(Location identification entries)
*****
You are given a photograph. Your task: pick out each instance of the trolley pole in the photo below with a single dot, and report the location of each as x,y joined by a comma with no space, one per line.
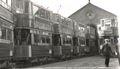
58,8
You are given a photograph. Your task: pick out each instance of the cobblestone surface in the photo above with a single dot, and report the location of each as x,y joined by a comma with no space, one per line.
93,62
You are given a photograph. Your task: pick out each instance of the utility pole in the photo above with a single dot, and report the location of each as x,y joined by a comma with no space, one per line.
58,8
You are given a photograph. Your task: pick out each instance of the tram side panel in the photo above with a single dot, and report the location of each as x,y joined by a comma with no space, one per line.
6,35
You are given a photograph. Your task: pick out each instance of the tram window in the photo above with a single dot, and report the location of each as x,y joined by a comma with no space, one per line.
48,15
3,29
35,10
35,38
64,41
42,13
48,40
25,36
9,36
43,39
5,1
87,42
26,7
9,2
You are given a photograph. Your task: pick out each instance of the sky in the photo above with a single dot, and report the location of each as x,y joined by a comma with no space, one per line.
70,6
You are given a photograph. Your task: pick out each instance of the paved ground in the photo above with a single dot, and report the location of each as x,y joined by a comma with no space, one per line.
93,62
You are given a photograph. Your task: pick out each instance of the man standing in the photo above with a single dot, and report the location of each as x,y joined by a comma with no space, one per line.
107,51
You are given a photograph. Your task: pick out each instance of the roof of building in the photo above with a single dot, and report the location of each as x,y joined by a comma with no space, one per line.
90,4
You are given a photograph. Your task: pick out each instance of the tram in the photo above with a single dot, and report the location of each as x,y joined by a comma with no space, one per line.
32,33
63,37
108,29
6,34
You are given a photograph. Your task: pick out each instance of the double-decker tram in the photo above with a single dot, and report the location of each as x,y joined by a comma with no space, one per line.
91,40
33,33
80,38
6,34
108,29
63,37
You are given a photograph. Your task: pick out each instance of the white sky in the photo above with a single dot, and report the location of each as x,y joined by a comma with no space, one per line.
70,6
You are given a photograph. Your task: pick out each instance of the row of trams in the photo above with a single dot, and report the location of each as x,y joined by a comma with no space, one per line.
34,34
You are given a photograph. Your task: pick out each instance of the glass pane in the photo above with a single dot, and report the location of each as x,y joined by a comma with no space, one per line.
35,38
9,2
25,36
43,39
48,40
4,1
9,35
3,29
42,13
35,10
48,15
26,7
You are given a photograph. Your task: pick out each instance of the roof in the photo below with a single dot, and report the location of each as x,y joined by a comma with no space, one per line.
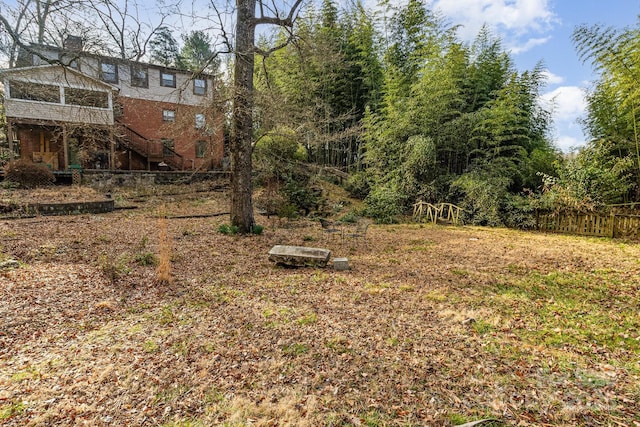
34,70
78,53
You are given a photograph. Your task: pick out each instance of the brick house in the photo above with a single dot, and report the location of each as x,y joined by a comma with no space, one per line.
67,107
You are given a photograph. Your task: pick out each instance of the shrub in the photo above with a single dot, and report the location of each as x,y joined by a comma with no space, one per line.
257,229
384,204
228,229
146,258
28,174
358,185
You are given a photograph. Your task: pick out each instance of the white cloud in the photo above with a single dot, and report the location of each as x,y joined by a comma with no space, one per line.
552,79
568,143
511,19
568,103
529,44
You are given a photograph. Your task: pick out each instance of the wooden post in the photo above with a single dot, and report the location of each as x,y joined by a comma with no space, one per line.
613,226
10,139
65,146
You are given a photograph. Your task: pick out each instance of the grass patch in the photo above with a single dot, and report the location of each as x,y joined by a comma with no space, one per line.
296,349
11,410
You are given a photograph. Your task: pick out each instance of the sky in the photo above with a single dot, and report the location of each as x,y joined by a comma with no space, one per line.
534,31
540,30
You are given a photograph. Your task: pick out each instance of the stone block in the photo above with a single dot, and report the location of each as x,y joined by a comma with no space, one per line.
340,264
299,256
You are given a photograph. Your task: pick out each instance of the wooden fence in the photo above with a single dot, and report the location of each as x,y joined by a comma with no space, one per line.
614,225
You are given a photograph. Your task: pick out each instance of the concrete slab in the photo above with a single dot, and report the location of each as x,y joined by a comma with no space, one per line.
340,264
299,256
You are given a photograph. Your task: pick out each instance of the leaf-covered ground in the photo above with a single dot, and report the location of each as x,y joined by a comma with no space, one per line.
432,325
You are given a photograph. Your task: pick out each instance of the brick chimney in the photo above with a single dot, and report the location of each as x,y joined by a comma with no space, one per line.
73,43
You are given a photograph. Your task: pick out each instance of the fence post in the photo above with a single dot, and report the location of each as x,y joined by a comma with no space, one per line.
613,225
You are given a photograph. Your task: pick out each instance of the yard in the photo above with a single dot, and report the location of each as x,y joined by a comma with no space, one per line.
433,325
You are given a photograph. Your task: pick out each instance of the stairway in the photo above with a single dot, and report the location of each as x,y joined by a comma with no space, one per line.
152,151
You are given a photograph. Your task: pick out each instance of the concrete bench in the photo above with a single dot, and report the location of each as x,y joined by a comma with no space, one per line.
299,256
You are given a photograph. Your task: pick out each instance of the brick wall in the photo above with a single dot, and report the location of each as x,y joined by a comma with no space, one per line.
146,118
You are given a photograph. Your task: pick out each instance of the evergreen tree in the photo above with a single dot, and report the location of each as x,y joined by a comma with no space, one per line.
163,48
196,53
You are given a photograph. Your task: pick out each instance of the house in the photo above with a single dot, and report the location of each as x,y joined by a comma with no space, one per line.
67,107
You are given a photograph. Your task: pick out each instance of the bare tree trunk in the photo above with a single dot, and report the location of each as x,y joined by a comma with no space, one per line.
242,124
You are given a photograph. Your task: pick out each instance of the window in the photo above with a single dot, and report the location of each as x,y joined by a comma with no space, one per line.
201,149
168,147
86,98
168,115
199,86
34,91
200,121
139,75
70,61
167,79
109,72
*****
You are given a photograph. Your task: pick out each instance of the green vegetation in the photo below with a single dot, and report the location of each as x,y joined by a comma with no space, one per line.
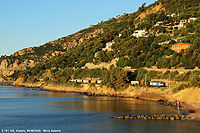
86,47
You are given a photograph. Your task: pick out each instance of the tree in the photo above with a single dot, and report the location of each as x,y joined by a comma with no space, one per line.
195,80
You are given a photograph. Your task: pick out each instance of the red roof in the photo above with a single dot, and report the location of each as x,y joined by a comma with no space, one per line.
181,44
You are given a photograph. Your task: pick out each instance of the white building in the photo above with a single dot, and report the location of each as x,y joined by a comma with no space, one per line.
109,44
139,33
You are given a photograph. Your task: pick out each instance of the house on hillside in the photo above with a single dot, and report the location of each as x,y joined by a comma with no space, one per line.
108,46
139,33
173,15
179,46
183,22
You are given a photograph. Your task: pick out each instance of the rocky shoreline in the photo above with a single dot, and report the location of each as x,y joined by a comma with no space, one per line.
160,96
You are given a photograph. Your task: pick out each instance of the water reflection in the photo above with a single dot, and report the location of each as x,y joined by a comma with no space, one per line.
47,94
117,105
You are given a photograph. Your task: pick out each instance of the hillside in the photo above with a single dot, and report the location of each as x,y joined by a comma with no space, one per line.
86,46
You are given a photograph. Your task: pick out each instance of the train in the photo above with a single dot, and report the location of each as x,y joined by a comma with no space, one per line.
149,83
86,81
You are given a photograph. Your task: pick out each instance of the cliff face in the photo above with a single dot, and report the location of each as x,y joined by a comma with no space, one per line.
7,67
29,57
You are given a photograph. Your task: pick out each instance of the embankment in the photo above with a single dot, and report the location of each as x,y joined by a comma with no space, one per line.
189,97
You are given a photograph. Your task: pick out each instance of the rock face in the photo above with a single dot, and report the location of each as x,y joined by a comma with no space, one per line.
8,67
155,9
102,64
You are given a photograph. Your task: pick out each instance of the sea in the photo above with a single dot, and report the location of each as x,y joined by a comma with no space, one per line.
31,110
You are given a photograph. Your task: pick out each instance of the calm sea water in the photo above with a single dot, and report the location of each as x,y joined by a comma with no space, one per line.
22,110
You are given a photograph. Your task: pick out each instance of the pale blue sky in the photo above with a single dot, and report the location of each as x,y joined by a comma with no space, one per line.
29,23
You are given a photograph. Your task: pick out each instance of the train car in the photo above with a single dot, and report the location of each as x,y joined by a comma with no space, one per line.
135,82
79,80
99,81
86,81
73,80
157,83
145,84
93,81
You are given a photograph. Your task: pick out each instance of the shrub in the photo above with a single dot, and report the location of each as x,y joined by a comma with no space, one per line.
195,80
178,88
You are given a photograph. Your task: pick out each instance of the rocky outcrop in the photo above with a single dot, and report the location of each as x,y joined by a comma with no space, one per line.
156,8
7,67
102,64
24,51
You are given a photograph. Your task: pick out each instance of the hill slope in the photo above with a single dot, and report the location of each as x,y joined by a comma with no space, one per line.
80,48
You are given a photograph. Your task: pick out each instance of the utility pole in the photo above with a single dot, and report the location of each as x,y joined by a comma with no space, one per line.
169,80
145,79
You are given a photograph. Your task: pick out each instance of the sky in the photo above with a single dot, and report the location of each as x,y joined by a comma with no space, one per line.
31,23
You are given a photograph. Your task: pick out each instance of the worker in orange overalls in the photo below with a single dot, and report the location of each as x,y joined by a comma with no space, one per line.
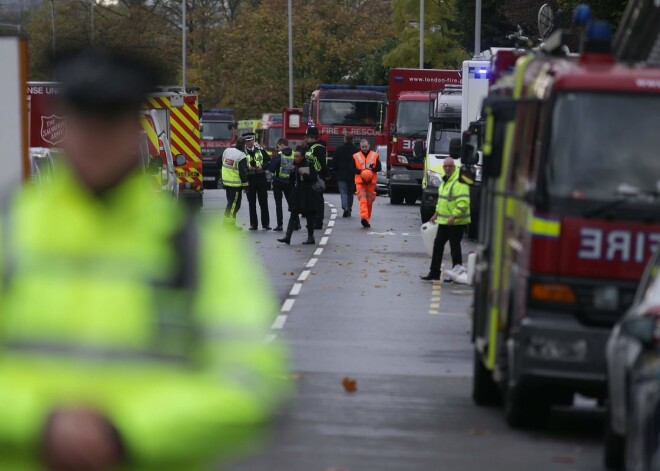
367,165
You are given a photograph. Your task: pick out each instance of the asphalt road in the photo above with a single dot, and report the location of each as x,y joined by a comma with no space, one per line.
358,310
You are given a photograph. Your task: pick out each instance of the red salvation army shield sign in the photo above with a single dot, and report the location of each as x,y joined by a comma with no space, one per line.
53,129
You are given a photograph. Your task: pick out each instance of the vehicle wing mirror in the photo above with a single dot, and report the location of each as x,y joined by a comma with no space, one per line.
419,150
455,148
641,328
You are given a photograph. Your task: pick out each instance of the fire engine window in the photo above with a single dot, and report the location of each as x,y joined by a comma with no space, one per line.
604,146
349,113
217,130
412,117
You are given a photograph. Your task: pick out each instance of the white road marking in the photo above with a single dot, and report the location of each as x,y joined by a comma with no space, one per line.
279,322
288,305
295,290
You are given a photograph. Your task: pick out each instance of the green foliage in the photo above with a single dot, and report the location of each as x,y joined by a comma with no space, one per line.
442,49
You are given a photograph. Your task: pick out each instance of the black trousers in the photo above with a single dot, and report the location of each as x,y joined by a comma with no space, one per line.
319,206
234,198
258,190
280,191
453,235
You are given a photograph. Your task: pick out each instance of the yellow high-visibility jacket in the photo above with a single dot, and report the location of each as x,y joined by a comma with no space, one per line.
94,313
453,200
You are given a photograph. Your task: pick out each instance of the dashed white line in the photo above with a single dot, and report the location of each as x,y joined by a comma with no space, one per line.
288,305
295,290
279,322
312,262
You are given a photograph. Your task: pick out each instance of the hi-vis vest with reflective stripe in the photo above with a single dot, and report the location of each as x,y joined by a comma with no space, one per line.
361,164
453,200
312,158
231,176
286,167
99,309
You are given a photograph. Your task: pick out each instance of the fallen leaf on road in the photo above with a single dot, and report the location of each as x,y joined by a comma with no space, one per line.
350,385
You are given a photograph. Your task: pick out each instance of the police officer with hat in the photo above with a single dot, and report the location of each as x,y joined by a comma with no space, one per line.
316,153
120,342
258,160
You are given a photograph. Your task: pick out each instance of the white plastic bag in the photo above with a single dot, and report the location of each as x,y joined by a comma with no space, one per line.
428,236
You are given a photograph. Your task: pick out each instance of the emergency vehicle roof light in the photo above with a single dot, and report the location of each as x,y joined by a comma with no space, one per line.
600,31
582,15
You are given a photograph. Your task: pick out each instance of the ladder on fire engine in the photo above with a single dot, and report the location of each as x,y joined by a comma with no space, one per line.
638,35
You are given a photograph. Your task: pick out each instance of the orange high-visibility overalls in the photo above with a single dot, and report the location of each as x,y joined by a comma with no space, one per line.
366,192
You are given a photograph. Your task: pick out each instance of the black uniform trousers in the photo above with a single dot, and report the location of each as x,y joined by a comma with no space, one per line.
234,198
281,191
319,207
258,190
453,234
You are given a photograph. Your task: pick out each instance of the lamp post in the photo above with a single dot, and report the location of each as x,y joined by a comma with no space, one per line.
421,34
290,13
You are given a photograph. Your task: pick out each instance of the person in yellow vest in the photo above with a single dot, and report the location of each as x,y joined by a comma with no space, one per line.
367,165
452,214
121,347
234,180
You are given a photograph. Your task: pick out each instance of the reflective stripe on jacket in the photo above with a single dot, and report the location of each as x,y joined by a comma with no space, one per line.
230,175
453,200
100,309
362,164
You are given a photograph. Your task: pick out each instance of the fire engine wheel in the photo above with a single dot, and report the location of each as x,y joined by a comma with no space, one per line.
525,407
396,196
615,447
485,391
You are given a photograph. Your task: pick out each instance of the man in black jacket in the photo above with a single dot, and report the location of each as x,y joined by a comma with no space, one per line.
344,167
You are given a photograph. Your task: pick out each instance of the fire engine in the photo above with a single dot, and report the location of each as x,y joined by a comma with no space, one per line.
*****
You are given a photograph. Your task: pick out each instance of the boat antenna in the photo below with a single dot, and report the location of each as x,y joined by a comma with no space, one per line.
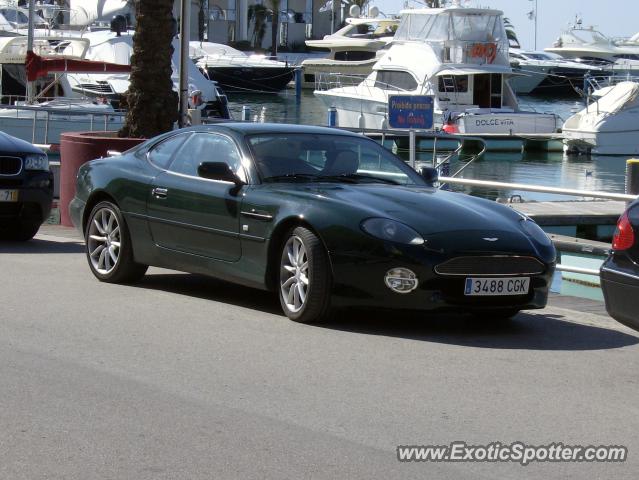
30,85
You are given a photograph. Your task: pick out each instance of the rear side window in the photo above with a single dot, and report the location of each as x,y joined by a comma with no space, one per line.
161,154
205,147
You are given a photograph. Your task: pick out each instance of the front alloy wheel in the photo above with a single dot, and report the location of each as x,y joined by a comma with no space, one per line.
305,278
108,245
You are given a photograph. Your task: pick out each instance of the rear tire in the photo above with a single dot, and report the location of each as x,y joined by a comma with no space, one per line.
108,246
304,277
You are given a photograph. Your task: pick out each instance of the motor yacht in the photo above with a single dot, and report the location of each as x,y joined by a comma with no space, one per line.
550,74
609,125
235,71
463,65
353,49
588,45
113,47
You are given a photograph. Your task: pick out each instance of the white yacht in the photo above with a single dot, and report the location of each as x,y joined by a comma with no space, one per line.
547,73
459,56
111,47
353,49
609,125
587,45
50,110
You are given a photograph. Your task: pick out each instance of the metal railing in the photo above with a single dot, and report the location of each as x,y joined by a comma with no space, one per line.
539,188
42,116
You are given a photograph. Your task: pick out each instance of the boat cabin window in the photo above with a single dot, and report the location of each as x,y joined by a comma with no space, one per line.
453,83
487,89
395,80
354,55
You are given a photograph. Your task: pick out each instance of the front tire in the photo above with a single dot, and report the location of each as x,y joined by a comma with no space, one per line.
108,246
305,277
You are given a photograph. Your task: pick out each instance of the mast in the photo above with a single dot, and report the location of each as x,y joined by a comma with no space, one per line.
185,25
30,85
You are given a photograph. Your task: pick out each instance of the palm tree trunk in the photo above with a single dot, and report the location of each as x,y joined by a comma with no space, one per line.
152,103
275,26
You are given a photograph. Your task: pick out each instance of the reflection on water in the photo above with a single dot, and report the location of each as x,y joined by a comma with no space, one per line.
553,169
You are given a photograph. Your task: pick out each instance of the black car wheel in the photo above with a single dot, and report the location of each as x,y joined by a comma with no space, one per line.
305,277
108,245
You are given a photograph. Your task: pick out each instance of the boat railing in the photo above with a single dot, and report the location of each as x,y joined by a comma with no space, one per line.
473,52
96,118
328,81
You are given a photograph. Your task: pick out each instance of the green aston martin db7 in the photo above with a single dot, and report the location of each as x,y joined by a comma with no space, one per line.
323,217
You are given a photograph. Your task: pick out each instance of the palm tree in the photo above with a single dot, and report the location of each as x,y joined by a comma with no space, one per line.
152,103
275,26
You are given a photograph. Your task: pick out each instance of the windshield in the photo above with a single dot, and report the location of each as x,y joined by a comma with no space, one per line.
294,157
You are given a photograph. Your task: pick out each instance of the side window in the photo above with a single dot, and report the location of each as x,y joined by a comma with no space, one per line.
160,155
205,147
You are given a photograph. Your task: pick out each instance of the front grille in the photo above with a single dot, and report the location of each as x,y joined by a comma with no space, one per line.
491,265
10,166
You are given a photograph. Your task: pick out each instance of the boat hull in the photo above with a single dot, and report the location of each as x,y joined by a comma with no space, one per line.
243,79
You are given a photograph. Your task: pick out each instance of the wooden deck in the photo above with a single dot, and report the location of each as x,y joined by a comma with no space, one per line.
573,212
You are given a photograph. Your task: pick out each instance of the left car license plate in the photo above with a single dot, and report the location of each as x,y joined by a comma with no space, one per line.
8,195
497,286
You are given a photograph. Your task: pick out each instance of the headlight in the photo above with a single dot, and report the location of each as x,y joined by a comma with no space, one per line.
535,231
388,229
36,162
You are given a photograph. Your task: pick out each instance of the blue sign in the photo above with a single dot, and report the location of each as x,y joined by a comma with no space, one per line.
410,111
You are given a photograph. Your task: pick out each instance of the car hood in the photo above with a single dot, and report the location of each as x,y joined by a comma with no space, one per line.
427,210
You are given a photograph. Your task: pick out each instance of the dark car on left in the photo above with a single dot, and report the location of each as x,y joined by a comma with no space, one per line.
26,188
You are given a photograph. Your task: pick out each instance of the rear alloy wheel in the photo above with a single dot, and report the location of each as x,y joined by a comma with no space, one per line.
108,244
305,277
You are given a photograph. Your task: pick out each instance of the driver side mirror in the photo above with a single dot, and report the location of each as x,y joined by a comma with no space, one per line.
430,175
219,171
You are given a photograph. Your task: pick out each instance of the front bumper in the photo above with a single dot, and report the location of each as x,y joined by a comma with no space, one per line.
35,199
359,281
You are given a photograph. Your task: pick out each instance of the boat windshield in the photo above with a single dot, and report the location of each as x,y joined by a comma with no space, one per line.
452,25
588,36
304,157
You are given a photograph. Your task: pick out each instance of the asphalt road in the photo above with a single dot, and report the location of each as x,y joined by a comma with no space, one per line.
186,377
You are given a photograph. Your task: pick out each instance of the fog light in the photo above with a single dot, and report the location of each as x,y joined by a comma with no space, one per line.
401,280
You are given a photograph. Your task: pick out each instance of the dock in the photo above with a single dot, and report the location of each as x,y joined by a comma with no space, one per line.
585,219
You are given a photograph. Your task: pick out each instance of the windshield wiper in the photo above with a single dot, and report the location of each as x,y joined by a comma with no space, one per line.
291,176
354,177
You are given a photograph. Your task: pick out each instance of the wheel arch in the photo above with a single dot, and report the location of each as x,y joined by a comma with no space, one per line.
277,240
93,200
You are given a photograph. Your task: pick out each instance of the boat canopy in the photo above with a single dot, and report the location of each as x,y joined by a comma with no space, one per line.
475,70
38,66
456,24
*****
● **Instructions for the task**
Rewrite the data from the line containing "the black uniform" through the line containing "the fire engine in", replacing "fire engine" with "fire truck" and leaving everything else unchanged. Output only those lines.

● **Task response**
You are given a photograph. Your task: pick out each instance of the black uniform trousers in the photo above with a single dot, and report the location of each as x,y joined by a comma with no space, one per line.
234,198
281,191
319,207
258,190
453,234
You are given a photograph. Your task: pick out each instance of the lamp post in the photo above with a single dot, and report the location of each as x,y joined by a comma with no space, one per line.
421,34
290,13
You are given a photograph. Your task: pick out each instance of the person in yellow vest in the photo above with a single dot, and report the location of each as x,y joined by a comma with no space, one per line.
367,165
452,214
121,347
234,180
You are given a photograph. Your task: pick out each instance of the reflective stripe on jacket in the photo above with a single dot, and report the location of each as x,y joined by a comma with no space, one per line.
230,175
453,200
100,309
362,164
You are given a photograph. Your task: pick out each instance of the fire truck wheel in the photo above with a single dot, and report the location of each as x,y joined by a comma with no space, one per line.
525,407
396,196
615,447
485,391
You are given a photograph. Your task: pick out each instance of the man in black jacket in the photo above with a single dot, and report the location of each as x,y joined by a comma with no space, one per line.
344,167
You are given a photograph. Your task: pick out each instance of the fire truck in the photo above with a single dot, and report the location of each as x,y joined by a comma with no space, one per line.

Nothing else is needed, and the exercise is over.